Write out the blog post below word for word, beginning at "Friday, October 31, 2008" and stopping after "the office fridge.)".

◆ **Provided passage**
--- Start ---

Friday, October 31, 2008

Non-political viewing pleasure

My enormous readership has spoken and requested a non-political entry. (ahem - Julie - ahem.) I am going very old-school to accommodate the requests....

JB and I make a Christmas video for our Premiere Speakers Bureau Christmas Party each year. We try to offend everyone in the office as much as possible. Our genius is greatly limited by our budget (ours), writing (ours), acting (ours), directing (ours) and catering (whatever is in the office fridge.)

You likely do not know any of the people parodied in the video, but, at minimum, you can watch me and JB make fools of ourselves. This is the 2006 video.


PART 1


Part 2

(Thanks again to Jenn and Jackie for their wasted time in 2006. Jamie, our staff devotions guy, is actually the founder and pastor of a church in Franklin. You should go to his church and contribute great sums of money in their new-age, non-traditional offering receptacles.)

--- End ---

◆ **Stored data**
--- Start ---

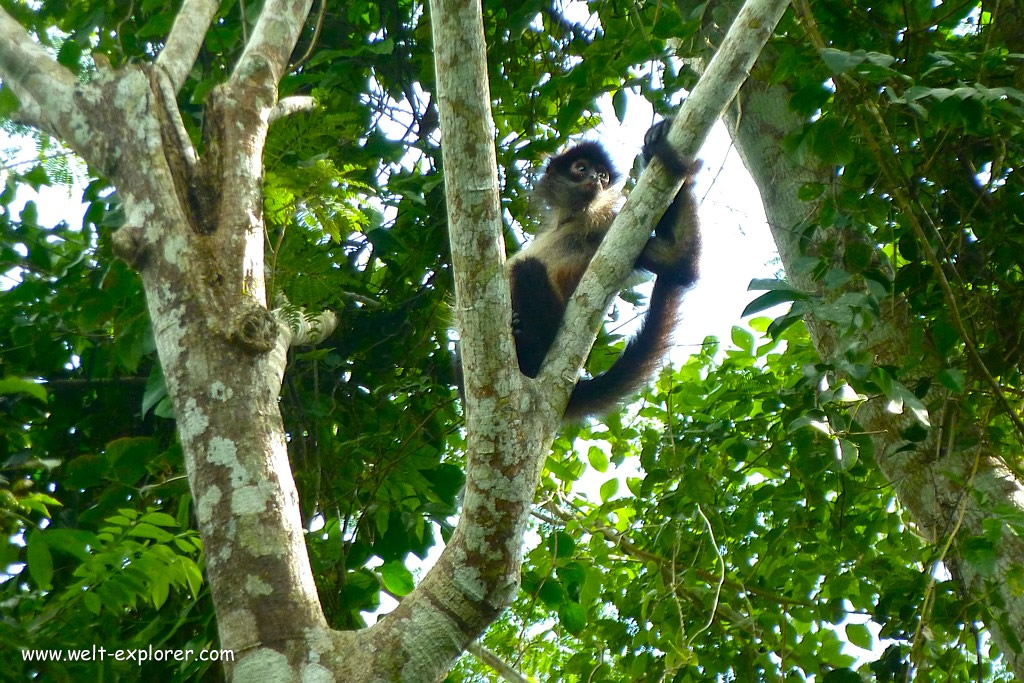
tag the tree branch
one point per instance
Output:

--- End ---

◆ **Right answer**
Friday, October 31, 2008

Non-political viewing pleasure

My enormous readership has spoken and requested a non-political entry. (ahem - Julie - ahem.) I am going very old-school to accommodate the requests....

JB and I make a Christmas video for our Premiere Speakers Bureau Christmas Party each year. We try to offend everyone in the office as much as possible. Our genius is greatly limited by our budget (ours), writing (ours), acting (ours), directing (ours) and catering (whatever is in the office fridge.)